-- start Record list --

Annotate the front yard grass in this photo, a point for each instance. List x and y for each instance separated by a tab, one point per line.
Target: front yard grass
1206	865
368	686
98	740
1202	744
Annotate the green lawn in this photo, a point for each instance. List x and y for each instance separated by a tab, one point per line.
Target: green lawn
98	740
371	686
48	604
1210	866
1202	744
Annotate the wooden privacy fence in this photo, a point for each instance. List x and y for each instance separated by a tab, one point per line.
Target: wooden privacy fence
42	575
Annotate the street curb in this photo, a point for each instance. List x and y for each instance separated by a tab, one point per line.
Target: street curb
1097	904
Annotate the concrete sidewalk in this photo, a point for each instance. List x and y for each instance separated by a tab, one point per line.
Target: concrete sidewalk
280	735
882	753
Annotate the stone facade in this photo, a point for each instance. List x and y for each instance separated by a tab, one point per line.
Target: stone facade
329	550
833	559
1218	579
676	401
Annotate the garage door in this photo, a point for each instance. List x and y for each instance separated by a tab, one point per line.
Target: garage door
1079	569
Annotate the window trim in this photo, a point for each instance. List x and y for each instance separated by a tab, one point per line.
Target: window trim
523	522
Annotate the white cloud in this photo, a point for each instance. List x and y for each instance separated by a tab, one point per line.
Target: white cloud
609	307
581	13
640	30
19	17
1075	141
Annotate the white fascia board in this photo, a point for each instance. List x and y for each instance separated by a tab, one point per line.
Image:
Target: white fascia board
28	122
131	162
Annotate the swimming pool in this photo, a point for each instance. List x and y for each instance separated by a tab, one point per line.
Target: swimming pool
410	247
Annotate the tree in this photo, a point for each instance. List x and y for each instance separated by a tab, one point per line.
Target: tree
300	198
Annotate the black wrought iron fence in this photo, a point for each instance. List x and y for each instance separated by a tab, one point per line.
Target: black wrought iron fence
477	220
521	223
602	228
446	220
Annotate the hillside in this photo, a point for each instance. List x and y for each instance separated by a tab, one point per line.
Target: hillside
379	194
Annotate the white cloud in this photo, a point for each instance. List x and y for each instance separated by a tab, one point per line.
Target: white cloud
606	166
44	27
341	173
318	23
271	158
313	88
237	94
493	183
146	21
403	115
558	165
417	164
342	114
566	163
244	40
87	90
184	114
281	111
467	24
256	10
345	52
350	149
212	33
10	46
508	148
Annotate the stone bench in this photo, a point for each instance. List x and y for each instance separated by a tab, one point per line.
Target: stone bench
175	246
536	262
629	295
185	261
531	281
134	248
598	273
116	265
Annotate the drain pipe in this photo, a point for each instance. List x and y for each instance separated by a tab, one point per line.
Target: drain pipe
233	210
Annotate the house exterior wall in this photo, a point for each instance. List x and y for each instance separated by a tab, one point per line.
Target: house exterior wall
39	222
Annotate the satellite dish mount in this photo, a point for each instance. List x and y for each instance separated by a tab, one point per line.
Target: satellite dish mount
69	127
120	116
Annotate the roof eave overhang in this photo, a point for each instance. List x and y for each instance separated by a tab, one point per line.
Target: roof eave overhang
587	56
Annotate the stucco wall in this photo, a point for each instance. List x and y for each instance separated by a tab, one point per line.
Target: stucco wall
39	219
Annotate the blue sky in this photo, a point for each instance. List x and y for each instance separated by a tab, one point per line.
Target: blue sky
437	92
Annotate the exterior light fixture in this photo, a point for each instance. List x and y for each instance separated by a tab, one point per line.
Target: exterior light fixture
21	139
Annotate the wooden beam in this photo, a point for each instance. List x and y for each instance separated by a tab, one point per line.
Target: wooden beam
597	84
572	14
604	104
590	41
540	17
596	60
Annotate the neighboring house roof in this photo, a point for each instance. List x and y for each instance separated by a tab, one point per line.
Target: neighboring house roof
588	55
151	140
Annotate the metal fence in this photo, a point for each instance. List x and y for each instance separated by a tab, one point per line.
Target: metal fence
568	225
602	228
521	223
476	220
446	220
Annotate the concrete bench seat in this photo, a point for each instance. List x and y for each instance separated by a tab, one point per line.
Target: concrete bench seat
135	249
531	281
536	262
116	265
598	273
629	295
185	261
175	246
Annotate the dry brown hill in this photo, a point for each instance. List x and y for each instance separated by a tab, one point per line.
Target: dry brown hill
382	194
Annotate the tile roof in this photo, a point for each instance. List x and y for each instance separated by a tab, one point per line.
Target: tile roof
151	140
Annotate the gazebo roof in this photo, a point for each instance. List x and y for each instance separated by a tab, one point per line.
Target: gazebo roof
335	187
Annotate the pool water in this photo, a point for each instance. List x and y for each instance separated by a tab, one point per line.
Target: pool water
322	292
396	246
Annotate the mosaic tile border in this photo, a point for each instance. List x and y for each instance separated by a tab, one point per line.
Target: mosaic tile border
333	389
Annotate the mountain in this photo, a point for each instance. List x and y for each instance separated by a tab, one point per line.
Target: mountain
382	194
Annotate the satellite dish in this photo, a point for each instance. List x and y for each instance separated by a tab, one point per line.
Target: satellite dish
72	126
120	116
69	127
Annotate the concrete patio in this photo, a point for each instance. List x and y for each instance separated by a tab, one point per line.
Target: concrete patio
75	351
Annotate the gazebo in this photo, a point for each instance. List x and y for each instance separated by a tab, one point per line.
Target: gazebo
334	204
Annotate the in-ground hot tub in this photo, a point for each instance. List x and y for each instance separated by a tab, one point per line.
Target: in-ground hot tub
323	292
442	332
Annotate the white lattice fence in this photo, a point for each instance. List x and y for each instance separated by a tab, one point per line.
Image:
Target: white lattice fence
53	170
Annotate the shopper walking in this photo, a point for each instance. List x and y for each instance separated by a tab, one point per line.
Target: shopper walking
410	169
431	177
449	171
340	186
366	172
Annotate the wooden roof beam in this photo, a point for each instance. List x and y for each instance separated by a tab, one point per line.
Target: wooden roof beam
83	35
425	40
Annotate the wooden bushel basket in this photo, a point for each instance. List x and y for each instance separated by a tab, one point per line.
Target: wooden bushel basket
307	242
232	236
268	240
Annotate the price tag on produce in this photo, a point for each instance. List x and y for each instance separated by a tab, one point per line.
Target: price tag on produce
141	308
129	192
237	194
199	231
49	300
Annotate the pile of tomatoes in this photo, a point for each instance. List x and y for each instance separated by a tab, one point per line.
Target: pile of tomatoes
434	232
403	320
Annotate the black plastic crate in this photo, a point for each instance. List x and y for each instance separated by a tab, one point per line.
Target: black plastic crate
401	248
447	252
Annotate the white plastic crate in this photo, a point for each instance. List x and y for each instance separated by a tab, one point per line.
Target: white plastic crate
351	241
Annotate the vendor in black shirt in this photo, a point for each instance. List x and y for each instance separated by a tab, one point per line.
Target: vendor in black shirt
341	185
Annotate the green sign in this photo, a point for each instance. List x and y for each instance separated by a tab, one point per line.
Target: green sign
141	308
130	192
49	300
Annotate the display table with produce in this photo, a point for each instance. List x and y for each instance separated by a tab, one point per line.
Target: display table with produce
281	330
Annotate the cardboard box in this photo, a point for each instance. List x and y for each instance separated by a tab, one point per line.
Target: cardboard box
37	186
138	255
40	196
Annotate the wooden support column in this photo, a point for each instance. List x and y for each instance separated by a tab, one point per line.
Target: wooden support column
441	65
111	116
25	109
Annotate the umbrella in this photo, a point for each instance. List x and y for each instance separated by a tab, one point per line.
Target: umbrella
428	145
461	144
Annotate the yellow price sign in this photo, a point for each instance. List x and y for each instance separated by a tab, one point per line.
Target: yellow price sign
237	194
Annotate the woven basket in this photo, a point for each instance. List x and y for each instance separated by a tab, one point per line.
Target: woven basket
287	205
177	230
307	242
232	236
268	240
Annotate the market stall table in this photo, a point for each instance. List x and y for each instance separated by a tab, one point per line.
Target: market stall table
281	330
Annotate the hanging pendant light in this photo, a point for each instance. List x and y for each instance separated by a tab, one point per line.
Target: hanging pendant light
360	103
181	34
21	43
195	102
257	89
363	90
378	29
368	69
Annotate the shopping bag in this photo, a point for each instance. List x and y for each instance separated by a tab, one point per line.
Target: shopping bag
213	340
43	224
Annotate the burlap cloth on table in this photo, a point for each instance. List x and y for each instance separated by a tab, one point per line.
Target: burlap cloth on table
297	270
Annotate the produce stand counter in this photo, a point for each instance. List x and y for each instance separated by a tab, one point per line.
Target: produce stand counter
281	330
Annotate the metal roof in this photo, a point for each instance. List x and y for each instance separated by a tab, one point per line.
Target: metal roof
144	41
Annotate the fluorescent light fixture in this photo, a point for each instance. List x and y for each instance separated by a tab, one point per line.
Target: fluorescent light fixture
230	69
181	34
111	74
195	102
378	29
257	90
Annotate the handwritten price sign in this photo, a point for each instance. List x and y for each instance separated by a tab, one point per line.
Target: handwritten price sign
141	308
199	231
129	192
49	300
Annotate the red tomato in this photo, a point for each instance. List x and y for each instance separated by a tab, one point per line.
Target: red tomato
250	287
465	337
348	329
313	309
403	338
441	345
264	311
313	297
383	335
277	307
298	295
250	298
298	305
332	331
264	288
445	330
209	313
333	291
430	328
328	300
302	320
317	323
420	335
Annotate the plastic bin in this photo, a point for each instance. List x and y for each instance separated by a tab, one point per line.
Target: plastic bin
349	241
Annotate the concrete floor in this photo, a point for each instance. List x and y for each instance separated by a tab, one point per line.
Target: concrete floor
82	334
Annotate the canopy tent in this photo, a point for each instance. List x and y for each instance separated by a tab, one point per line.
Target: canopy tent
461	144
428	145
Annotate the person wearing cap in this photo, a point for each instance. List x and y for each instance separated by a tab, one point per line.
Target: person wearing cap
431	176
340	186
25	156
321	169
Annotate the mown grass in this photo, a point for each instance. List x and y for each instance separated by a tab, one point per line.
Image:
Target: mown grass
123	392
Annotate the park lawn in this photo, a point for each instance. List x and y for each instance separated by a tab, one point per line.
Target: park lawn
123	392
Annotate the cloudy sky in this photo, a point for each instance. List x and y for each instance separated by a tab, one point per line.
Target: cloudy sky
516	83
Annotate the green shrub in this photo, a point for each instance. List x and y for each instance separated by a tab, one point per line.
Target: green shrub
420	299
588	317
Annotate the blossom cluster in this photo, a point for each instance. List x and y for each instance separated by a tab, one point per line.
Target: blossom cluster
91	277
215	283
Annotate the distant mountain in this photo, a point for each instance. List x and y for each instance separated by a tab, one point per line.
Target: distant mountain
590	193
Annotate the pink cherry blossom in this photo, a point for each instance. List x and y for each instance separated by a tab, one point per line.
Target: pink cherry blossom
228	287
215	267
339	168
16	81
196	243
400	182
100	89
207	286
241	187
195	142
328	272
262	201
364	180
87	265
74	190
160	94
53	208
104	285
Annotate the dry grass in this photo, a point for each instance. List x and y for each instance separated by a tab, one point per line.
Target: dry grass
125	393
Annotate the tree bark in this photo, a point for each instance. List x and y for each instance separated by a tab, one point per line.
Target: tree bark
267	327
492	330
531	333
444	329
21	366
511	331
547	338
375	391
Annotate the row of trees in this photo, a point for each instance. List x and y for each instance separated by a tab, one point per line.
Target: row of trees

-- end Record list --

▶ **Requirement**: Rewrite the material from the line with "Annotate the tree bark" through the end, changing "row of trees" to "line of trees" and leaving everything else as it is.

▶ **Answer to the task**:
Annotate the tree bark in this photo, a point for each instance. List x and y for each instance separated by a tab, one point per line.
Target: tree bark
267	327
492	330
531	333
444	329
21	366
511	331
547	338
375	391
Annotate the line of trees in this photo, a point for each instance. List x and y for each instance separated by a tab, one point per line.
Target: line of trees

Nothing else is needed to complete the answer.